=== Data provided ===
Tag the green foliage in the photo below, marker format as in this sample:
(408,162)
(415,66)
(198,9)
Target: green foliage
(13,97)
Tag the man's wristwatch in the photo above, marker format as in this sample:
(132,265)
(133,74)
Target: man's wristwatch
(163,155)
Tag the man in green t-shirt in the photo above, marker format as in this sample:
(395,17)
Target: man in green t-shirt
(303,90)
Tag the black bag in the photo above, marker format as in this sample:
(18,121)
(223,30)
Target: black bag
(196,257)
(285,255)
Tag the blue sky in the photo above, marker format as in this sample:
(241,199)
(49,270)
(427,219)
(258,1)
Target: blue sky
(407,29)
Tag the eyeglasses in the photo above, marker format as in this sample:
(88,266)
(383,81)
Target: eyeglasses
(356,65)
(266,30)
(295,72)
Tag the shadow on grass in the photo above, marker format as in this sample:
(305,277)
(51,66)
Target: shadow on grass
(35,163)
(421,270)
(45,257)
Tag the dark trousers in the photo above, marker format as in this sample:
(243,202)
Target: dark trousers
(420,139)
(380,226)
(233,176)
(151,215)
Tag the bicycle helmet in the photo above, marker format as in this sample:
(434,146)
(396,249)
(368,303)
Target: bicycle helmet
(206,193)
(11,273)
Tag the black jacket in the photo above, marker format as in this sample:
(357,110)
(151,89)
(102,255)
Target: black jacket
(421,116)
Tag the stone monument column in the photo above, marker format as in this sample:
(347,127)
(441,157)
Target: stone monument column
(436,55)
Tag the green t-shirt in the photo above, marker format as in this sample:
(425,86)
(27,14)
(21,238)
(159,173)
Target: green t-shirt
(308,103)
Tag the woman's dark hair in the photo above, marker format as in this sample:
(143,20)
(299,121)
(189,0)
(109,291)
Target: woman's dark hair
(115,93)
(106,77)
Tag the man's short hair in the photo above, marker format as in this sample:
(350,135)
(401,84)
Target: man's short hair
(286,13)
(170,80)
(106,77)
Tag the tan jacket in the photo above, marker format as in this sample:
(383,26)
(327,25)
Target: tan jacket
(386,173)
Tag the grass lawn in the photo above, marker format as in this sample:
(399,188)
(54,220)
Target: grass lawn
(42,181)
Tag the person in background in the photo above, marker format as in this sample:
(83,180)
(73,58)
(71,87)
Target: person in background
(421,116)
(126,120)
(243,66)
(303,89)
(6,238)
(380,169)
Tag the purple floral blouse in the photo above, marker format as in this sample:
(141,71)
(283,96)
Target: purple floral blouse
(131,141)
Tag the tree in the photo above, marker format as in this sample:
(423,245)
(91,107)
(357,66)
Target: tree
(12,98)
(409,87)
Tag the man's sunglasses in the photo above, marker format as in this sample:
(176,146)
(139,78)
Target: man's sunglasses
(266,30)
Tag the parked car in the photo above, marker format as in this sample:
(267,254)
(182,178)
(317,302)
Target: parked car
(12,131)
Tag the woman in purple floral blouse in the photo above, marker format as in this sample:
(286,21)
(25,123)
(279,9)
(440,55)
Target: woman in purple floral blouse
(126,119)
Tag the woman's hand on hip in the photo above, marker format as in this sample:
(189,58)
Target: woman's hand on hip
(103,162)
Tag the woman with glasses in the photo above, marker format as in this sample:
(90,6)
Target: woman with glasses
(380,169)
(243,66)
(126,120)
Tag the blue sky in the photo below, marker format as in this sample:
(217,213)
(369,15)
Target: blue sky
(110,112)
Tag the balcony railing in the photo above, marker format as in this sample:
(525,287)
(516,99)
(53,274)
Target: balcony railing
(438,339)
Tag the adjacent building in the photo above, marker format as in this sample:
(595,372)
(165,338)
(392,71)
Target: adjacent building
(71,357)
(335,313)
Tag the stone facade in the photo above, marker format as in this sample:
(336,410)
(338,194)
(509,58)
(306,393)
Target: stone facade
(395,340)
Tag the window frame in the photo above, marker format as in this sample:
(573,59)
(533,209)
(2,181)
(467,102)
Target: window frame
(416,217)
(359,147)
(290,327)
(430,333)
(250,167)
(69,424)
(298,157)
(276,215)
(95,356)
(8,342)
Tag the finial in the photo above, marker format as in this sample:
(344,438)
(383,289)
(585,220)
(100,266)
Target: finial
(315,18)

=== Exercise details ===
Begin with the line that contains "Tag the blue sky in the photo below, marker" and quote each line after it exactly, stopping after the last line of the data.

=== Solution to the problem ===
Tag the blue sky in the photo below, marker format as in this sample:
(217,213)
(369,15)
Target: blue sky
(110,112)
Tag the balcony railing in the photo above, marker format as in this sample:
(525,287)
(516,99)
(53,274)
Target: balcony railing
(438,339)
Tag the adjacent building in the photo above, marker format as in this sample:
(595,372)
(165,338)
(392,71)
Target: adjacent building
(71,357)
(335,313)
Tag the stone facade in the photo above, marker format as in this sample:
(336,410)
(338,194)
(509,58)
(306,393)
Target: stone facade
(395,340)
Tag the window frame in the photo above, marker format as in this sample:
(573,59)
(533,209)
(2,181)
(467,102)
Target: window frame
(416,217)
(359,147)
(290,327)
(430,333)
(250,167)
(69,424)
(298,157)
(276,215)
(95,356)
(8,342)
Tag the finial in the photo above, marker format as in this sample:
(344,438)
(383,289)
(585,220)
(100,266)
Target: finial
(315,18)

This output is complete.